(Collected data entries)
- - - - - - -

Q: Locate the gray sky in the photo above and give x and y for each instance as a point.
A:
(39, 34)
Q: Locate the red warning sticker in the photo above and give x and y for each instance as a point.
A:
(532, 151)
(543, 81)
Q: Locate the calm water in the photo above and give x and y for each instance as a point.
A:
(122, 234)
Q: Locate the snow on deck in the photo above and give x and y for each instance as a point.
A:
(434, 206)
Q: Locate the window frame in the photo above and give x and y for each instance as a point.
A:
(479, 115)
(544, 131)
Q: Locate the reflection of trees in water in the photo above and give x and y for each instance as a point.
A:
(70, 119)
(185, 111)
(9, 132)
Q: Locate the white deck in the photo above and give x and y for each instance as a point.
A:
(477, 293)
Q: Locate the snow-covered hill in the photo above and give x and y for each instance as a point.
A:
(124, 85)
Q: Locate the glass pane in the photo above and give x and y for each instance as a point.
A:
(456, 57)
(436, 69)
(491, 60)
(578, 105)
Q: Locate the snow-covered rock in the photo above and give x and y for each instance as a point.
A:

- - - - - - -

Return the entries above in full and exactly as written.

(EXPECTED OUTPUT)
Q: Locate the gray sky in the photo above and give x and y for each instance as a point.
A:
(39, 34)
Q: Locate the red warning sticker in the photo above and give x and y for each instance as a point.
A:
(532, 151)
(543, 81)
Q: Locate the calm water in the photo above and give x and y for each instance as a point.
A:
(122, 234)
Q: Locate the snow on deck in the photo above and give x and y for each instance as a point.
A:
(434, 206)
Q: Locate the window frame in the photo above and give x and y for each instance as a point.
A:
(479, 115)
(544, 131)
Q: Locate the reflection of trees in water in the photo above and give x and y for each instance as a point.
A:
(70, 119)
(185, 111)
(9, 132)
Q: Locate the white deck in the photo above and give x and y for each instance as a point.
A:
(477, 293)
Q: Locate the snow-covered hill in the photo above and give x and y for each instance as a point.
A:
(124, 85)
Q: Locate the glass pane in the photo above and give x and y for each instance as a point.
A:
(456, 57)
(436, 69)
(491, 60)
(578, 105)
Q: Locate the snow-covered rock in the photo above and give x and y for each instance as a point.
A:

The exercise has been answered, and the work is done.